__AIM OF THE TASK__
According to the blog post on The Apprentice, why is the show worse than Big Brother and its reality-TV offspring?

__TEXT EXCERPT__

Thursday, 30 June 2011

The Apprentice

I haven't watched The Apprentice for years, but last night they had a biscuit related task: as followers of my occasional biscuit blog will know, this is a subject close to my heart. So I watched it.  Well putain de merde (pardon my French) but this is an awful piece of broadcasting.

It's long been accepted that Big Brother and its reality-TV bastard off-spring are the modern day equivalent of the circus freak show, encouraging us all to laugh at the clinically confused.  Well I think the Apprentice is actually worse. Worse because it is held up by the BBC as a triumph of satisfying their 'educate & inform' objectives as well as being 'entertaining' in a notoriously difficult area to address, that of business.

Now don't get me wrong; it is entertaining (in a 'shout at the TV and laugh at the lack of self-awareness of these idiots' kind of a way) but educating and informing about life in business?  As Lord Sugar should say : 'Oh Fuck Off' (excuse my English).

Frankly 'Hole in The Wall' or 'Wipeout' (ridiculous competitions designed to make as laugh at the fools competing) are as representative of the struggles in real-life business as The Apprentice.  Actually no, they are better that the Apprentice; at least they have no illusions as to what they are.  The 'point the finger of blame' process that ends every programme is truly cringe-inducing; is this how we want to 'educate' aspiring entrepreneurs as to the realities of business life?  Do we want people to believe that to succeed in business you need to be good at bull-shit selling techniques and back-stabbing politics?  Do we think the more irritating candidates are kept in because His Sugariness thinks they are good candidates or because they make good TV?  Has a task ever involved understanding the economics of competition or being able to assemble a sensible business plan?  Does boiling the complexities of business down to a head-to-head win/lose scenario every weak help people to understand what it takes to succeed?

OK, rant over.

I'm sorry, but letting these people loose on biscuits was a step too far.

1 comment:

  1. But what about the biscuits Kev?

    A chocolate digestive that you could snap in half and a chocolate star topped kiddies biscuit.

    Surely with forward thinking minds like this Britain's economic future looks bright.

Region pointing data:

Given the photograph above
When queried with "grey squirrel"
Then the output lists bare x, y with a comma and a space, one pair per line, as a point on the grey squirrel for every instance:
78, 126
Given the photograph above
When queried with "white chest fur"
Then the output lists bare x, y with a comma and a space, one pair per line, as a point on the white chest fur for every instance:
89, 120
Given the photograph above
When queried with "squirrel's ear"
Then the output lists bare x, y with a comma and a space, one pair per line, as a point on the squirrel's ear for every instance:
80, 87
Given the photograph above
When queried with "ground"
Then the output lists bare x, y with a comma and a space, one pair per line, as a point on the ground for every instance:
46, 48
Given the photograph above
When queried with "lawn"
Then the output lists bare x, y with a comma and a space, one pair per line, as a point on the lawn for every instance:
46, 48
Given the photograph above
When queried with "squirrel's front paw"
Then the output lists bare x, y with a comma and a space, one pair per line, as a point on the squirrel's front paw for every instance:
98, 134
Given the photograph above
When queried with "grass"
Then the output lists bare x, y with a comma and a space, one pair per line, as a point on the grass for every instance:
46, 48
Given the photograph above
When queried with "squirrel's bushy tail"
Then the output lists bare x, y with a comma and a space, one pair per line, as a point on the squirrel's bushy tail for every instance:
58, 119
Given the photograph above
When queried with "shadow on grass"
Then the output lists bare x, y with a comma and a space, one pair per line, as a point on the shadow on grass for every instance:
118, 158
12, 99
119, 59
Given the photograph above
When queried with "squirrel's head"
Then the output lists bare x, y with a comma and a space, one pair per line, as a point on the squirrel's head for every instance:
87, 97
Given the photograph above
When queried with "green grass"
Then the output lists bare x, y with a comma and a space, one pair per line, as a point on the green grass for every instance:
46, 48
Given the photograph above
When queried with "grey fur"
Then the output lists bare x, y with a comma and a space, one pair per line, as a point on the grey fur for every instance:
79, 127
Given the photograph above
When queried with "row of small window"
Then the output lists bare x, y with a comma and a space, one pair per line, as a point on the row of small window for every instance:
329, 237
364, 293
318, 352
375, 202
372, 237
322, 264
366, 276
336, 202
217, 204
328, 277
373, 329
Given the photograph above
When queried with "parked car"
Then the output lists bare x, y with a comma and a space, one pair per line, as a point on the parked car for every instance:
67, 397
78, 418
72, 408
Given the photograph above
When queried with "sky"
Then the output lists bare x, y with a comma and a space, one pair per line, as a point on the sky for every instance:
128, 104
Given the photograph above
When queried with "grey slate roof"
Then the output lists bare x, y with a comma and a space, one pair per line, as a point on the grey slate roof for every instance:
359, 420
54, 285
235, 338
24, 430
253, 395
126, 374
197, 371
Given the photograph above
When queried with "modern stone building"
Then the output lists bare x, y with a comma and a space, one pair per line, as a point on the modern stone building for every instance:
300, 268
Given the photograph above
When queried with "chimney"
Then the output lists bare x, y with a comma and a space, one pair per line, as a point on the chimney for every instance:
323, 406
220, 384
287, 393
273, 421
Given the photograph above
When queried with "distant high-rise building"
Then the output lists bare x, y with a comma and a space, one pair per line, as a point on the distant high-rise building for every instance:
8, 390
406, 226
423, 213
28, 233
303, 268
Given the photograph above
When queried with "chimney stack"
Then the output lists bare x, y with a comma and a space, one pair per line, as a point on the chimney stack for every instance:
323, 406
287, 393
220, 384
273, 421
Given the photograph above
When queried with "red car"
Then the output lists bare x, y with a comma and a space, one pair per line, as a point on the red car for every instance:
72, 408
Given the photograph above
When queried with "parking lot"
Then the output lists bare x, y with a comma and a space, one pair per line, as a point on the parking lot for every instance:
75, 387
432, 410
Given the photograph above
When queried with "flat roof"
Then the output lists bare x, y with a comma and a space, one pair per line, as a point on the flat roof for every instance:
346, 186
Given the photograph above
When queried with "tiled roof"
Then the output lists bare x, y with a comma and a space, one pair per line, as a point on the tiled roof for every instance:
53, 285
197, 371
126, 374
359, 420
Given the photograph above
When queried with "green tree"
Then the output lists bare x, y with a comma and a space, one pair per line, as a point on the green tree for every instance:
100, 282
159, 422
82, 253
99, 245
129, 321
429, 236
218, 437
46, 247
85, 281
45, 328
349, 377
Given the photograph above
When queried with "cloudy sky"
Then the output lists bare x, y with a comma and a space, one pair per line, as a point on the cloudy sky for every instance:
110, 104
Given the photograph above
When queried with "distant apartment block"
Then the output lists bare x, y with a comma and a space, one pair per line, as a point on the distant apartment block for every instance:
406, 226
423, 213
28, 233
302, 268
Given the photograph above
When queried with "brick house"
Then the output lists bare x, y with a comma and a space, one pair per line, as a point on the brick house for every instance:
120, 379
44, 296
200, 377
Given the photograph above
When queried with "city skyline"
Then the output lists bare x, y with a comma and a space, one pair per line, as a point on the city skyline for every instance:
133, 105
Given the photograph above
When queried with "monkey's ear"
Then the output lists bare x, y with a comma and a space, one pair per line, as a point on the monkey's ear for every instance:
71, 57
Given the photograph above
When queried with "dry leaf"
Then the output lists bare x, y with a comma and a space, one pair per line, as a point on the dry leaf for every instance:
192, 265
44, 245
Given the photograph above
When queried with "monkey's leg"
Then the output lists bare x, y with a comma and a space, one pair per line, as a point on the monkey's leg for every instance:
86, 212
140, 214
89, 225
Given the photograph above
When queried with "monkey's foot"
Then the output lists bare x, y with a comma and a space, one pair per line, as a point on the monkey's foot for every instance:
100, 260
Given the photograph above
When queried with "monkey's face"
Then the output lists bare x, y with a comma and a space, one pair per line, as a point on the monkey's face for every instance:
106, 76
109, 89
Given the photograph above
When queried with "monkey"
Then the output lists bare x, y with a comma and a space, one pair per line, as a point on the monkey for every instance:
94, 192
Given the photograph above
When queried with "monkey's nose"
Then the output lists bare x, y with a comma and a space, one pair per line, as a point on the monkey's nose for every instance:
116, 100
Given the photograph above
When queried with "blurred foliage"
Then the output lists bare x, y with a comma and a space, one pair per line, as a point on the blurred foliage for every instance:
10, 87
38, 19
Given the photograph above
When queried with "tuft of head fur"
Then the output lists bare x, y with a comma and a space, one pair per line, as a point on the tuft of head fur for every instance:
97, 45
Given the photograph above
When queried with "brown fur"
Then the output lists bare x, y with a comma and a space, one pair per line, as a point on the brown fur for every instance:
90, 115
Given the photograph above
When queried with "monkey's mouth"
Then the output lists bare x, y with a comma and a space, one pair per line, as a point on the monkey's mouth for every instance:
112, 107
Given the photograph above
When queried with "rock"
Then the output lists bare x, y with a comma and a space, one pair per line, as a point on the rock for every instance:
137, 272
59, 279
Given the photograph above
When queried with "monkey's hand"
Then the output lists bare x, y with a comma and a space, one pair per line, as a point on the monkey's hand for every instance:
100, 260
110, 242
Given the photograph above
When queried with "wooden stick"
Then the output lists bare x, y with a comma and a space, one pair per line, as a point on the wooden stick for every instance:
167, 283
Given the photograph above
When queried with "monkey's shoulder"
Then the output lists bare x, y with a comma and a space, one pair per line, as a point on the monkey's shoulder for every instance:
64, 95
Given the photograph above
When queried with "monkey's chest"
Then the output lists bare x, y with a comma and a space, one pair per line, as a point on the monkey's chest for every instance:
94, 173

__SOLUTION TO THIS EXERCISE__
The BBC holds The Apprentice up as a triumph: it supposedly meets the BBC's 'educate & inform' objectives while also being 'entertaining' about business, a notoriously difficult area to address.